-- Start of DATA TO USE --

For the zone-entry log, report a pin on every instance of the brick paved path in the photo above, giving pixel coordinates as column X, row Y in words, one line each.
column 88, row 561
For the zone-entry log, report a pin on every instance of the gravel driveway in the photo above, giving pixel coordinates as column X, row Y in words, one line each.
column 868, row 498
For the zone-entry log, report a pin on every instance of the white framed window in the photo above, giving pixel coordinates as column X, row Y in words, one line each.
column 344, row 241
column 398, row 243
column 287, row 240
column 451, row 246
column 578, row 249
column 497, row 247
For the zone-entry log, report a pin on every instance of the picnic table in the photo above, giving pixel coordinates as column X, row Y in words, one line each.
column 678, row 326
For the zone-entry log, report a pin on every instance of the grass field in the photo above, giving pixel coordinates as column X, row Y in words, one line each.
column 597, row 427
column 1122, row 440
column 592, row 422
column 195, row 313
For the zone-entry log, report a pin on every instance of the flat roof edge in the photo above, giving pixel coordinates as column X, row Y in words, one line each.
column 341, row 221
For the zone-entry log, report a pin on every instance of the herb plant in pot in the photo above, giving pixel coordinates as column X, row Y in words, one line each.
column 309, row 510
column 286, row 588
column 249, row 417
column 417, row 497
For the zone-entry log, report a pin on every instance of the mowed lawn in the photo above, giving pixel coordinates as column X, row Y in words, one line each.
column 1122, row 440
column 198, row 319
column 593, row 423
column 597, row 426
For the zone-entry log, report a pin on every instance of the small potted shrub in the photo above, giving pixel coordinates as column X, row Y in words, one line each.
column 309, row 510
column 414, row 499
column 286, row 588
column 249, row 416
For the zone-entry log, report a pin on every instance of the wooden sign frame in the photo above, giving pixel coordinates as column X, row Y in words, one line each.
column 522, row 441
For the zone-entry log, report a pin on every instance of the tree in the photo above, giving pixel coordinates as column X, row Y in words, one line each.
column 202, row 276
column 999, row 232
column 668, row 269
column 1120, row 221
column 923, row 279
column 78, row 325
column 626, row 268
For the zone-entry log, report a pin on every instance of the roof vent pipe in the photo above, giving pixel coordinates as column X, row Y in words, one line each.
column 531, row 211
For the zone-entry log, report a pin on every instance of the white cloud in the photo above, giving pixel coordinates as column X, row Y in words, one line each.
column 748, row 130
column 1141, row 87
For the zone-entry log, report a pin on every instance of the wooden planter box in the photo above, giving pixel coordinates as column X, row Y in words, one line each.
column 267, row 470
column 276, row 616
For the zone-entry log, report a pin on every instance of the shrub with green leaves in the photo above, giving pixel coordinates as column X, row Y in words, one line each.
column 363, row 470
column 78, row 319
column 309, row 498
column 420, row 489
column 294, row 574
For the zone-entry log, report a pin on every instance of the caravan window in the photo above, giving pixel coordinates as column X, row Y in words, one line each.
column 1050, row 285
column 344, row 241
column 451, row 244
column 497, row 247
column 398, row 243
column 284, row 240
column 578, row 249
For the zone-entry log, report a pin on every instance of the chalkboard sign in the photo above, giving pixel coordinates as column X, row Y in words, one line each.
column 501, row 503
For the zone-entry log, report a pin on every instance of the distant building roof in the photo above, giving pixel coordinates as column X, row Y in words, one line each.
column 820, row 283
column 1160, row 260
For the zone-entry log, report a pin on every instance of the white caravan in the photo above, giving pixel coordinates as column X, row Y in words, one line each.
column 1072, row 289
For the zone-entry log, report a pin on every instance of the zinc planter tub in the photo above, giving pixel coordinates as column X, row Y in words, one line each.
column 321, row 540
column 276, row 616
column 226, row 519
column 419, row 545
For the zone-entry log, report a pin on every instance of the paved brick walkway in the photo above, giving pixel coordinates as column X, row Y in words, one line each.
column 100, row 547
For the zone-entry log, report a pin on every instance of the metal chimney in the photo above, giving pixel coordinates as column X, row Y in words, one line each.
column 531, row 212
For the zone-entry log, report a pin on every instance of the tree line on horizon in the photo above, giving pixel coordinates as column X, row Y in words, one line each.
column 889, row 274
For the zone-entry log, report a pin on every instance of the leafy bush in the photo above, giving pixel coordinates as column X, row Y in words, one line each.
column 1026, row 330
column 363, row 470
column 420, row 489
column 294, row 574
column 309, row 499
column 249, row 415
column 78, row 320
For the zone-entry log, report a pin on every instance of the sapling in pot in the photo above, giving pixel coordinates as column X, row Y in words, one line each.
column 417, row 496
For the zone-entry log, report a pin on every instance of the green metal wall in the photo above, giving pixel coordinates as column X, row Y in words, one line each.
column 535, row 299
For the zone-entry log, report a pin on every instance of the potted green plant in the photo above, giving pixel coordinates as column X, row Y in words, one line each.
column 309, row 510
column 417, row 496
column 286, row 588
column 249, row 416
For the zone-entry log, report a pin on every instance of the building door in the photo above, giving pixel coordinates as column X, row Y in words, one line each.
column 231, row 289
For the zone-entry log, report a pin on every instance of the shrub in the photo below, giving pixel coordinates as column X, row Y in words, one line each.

-- End of DATA TO USE --
-- Start of DATA TO USE --

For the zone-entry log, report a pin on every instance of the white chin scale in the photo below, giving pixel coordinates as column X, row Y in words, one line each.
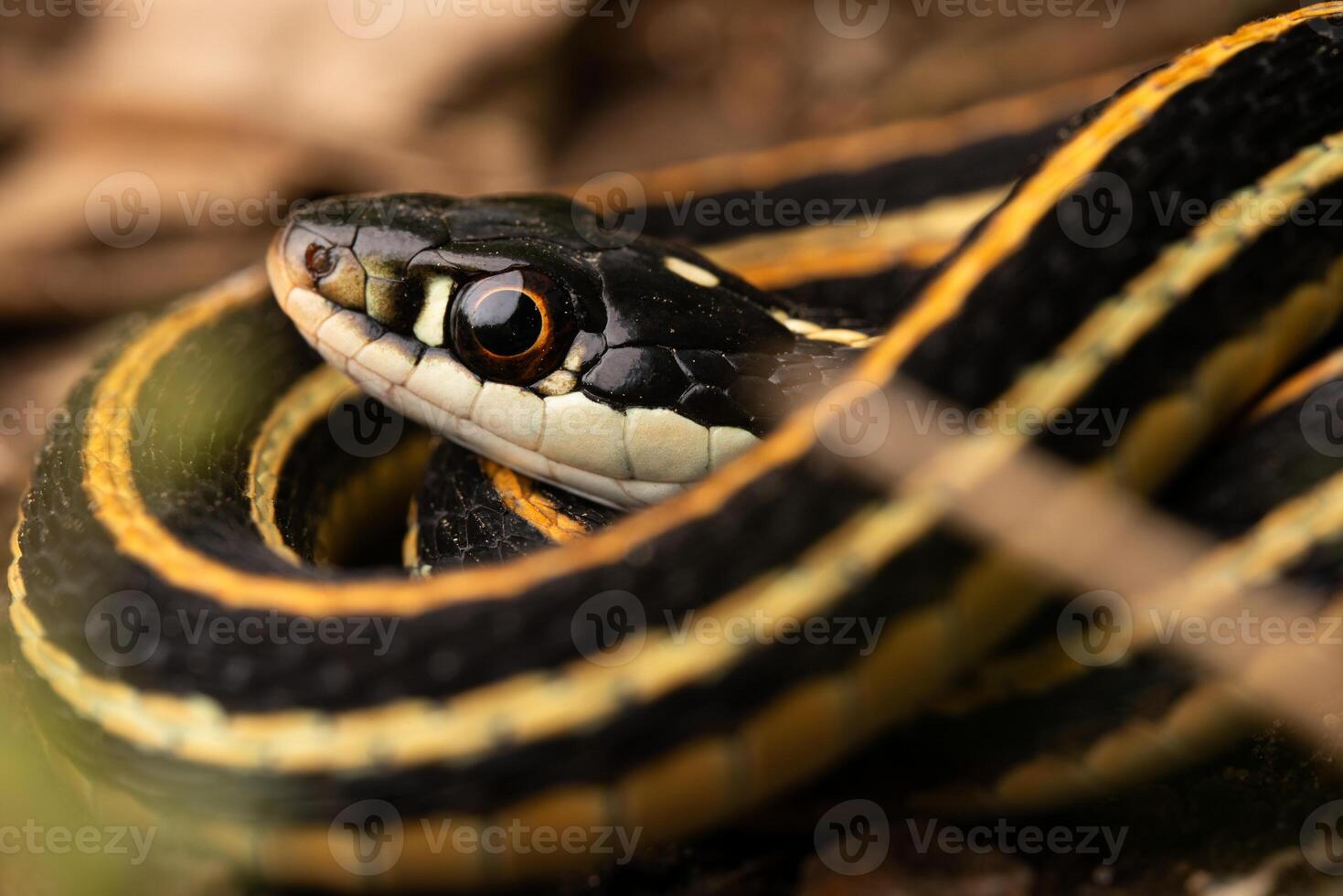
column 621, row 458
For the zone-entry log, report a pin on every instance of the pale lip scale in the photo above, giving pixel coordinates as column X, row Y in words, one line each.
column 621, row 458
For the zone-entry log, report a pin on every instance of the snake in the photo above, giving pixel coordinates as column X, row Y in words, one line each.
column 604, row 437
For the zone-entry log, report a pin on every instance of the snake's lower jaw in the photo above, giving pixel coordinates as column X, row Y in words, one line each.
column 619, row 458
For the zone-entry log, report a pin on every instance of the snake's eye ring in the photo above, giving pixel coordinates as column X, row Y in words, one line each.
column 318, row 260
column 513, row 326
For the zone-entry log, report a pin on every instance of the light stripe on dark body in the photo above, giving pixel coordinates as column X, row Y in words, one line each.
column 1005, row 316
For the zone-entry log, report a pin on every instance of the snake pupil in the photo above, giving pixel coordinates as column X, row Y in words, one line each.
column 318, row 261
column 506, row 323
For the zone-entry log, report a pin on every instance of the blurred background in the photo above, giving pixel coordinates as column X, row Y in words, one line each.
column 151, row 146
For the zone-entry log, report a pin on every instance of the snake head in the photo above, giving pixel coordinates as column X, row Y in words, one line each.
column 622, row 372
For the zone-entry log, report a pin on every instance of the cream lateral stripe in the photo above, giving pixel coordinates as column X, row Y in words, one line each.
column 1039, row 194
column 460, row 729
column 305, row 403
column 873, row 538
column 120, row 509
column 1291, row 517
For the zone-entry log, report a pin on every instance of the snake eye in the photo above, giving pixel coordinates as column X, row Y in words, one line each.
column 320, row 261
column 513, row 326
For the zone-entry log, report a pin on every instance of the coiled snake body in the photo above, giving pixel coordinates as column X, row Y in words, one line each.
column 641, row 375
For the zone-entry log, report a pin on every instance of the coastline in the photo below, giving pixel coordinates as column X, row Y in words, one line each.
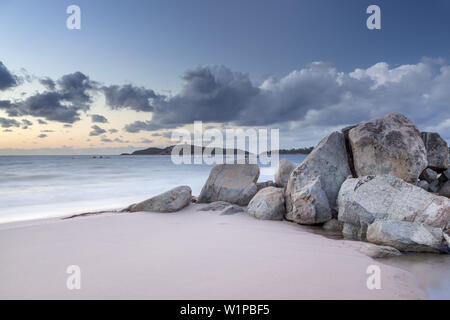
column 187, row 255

-- End of DATA TO USE --

Take the part that opens with the line containing "of the chalkboard" and closes with the line containing "column 889, row 274", and swap "white caravan" for "white camper van". Return only those lines, with everything else left as it is.

For the zone-entry log, report a pin on every instance of the chalkboard sign in the photo above, giving pixel coordinates as column X, row Y in words, one line each.
column 501, row 503
For the zone-entry log, report a pin on every instance of the distant building roof in the photo above, giving pixel coordinates as column X, row Y in words, one line each.
column 820, row 283
column 1160, row 260
For the zone-entry log, report a pin on every instance of the white camper van in the photo above, giving pixel coordinates as column X, row Y in words, one line each.
column 1072, row 289
For the zone-entry log, report a pin on every instance of the zinc planter tub in the photo above, giving pixel coordinates as column X, row Y in words, one line each.
column 321, row 540
column 276, row 616
column 226, row 519
column 419, row 545
For the zone-entry log, report a pin on every instance of the paved brick walkway in the photo above, giving pixel coordinates as column X, row Y in words, one line each.
column 100, row 547
For the zone-entry log, report a pin on every instance of the metal chimney in the photo above, giving pixel coordinates as column X, row Y in words, one line each.
column 531, row 212
For the zone-entry log, report a pin on every instance of the tree line on horizon in the photo above, giving pixel coordinates as column X, row Y in words, one line each.
column 889, row 274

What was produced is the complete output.